- [Aim of the task]:
Would you output the whole listing below, exactly as it reads?

^^^^^^^^^^^^^^^^

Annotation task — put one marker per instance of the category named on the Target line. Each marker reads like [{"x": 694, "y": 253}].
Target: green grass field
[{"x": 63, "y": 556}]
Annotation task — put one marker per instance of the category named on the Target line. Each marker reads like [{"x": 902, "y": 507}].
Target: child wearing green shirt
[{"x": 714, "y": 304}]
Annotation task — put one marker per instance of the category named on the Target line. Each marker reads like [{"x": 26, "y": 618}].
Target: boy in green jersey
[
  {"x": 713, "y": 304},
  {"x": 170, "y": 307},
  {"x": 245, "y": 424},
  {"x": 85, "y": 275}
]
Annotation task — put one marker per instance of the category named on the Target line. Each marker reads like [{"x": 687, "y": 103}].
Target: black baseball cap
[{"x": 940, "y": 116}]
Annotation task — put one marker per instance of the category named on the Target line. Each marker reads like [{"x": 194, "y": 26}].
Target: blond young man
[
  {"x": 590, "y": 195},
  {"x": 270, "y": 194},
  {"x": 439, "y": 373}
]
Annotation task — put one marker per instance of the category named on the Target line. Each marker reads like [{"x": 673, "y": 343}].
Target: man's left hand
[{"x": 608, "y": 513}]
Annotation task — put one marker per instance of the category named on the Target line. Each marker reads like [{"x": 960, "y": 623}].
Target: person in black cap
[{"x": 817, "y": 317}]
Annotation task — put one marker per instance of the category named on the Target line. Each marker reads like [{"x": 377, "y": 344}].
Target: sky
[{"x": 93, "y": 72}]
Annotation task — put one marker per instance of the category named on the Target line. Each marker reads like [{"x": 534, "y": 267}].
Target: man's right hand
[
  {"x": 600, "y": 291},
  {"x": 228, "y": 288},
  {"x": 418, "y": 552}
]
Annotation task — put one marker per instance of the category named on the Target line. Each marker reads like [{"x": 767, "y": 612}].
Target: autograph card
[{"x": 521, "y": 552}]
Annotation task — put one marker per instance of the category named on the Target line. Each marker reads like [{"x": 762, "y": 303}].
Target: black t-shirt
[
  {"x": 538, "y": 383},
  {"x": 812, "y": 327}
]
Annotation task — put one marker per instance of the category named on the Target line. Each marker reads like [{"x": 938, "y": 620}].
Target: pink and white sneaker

^^^^^^^^^^^^^^^^

- [Worked solution]:
Annotation task — put one marker per instance of the category named on the Target line. Each marker reads like [{"x": 694, "y": 253}].
Target: green grass field
[{"x": 63, "y": 556}]
Annotation task — put one marker per instance of the category named on the Target line. Each marker reads like [{"x": 902, "y": 507}].
Target: child wearing green shirt
[{"x": 714, "y": 304}]
Annotation task — put one marker per instance of the category named on the Target line. Each marker reads like [{"x": 26, "y": 618}].
Target: boy in green jersey
[
  {"x": 713, "y": 304},
  {"x": 170, "y": 307},
  {"x": 245, "y": 424},
  {"x": 85, "y": 275}
]
Annotation task — put one marker per instance of the category named on the Target line. Each marker reads like [{"x": 687, "y": 103}].
Target: black baseball cap
[{"x": 940, "y": 116}]
Annotation task — put one marker per instance of the category named on the Target line. Each marker reads like [{"x": 194, "y": 26}].
Target: blond young man
[
  {"x": 590, "y": 195},
  {"x": 270, "y": 194},
  {"x": 439, "y": 373}
]
Annotation task — put one marker per instance of the category named on the Target line. Each marker reads like [{"x": 673, "y": 343}].
Target: man's left hand
[{"x": 608, "y": 513}]
Annotation task — put one marker per instance of the category named on the Target line. Each marker reads like [{"x": 960, "y": 623}].
Target: person in black cap
[{"x": 817, "y": 317}]
Annotation task — put one marker per instance of the category named on the Target line. Each marker reads like [{"x": 377, "y": 344}].
Target: sky
[{"x": 93, "y": 72}]
Annotation task — put one marker per instance of the category named on the Target line. Each marker reads like [{"x": 534, "y": 267}].
Target: man's right hand
[
  {"x": 600, "y": 291},
  {"x": 228, "y": 288},
  {"x": 418, "y": 552}
]
Annotation task — put one marker per instance of the category named on the Target line. Each marker reads like [{"x": 767, "y": 612}].
Target: autograph card
[{"x": 521, "y": 552}]
Annotation task — put one marker per instance of the category named on the Target line. Each marker reads like [{"x": 762, "y": 303}].
Target: black t-shirt
[
  {"x": 538, "y": 383},
  {"x": 812, "y": 327}
]
Annotation task — put one marker per instance of the category named on the Target line. Each marker reads like [{"x": 938, "y": 620}].
Target: pink and white sneaker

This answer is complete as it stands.